## Gekozen tekst
=-=-=

Home

Raad van State, 09-05-1996, ZF2153, H01.95.0337

Raad van State, 09-05-1996, ZF2153, H01.95.0337

Gegevens

Instantie
Raad van State
Datum uitspraak
9 mei 1996
Datum publicatie
19 juni 2002
ECLI
ECLI:NL:RVS:1996:ZF2153
Zaaknummer
H01.95.0337
Relevante informatie
Algemene wet bestuursrecht [Tekst geldig vanaf 01-08-2024 tot 01-09-2024], Algemene wet bestuursrecht [Tekst geldig vanaf 01-08-2024 tot 01-09-2024] art. 3:4

Inhoudsindicatie

3:4.2 Awb noopt rechter tot terughoudende toetsing belangenafweging bestuursorgaan.

Uitspraak

Raad

van State

No. H01.95.0337

Datum uitspraak: 9 mei 1996.

AFDELING

BESTUURSRECHTSPRAAK

Uitspraak op het hoger beroep van:

1. burgemeester en wethouders van Venlo

2. Kwantum Nederland B.V.

(appellanten)

tegen de uitspraak van de arrondissementsrechtbank te Roermond van

15 juni 1995 in het geschil tussen:

Maxis B.V., Praxis Vastgoed B.V. en Praxis Doe-het-zelf Center B.V.

=-=-=

## Korte opdracht A
Op welke datum is de uitspraak van de Raad van State volgens de gekozen tekst gepubliceerd?
## Korte opdracht B
Begin in het overzicht bij de regel met "Mark the suspension" en stop na de regel met "Target: suspension bridge tower". Zet die regels om in een genummerde lijst en laat lege regels weg.

(Items voor aanwijzen en labelen)
=-=-=

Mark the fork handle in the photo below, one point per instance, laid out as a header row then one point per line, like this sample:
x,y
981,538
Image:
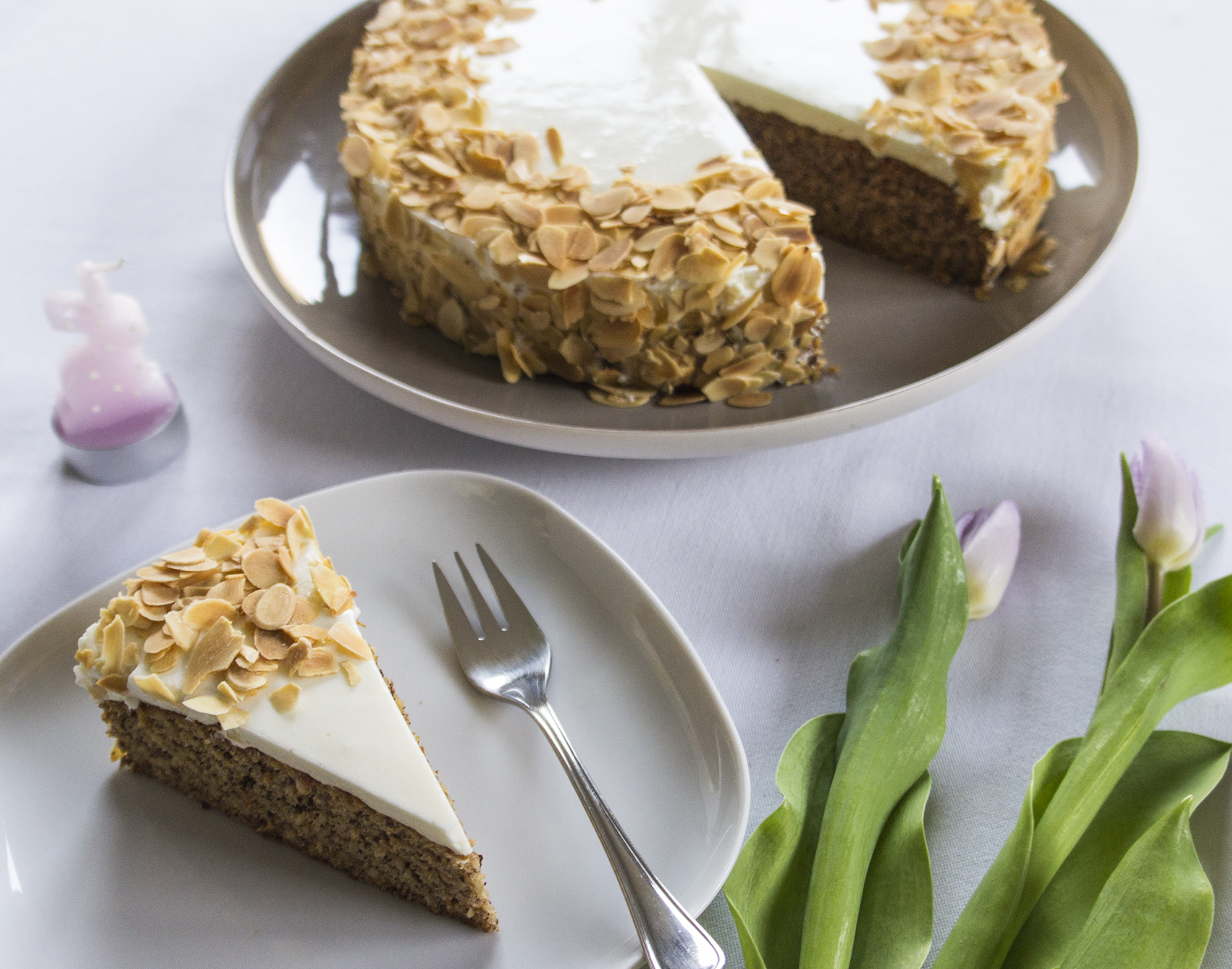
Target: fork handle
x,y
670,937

=-=-=

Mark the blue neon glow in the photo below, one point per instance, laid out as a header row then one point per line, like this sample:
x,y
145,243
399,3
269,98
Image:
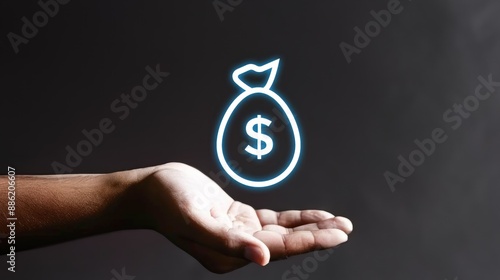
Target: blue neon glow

=-=-=

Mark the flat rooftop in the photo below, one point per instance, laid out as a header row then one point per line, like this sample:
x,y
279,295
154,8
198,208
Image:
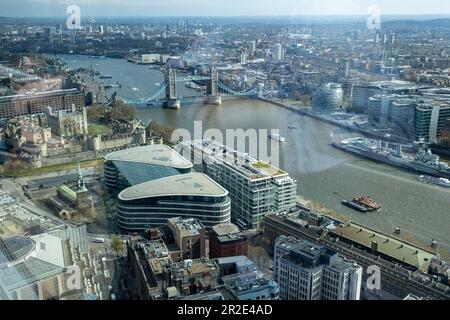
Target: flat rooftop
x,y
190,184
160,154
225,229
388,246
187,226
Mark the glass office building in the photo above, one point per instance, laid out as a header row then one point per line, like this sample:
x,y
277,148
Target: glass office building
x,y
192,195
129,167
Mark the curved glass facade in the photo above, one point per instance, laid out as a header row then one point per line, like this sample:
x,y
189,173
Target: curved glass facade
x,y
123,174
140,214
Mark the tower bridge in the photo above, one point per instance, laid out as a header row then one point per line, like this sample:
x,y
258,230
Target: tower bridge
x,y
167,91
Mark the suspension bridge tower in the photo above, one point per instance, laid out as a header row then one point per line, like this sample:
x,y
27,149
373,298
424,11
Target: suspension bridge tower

=-=-=

## Volledig antwoord A
Op 19 juni 2002.

## Volledig antwoord B
1. Mark the suspension bridge tower in the photo above, one point per instance, laid out as a header row then one point per line, like this sample:
2. x,y
3. 27,149
4. 373,298
5. 424,11
6. Target: suspension bridge tower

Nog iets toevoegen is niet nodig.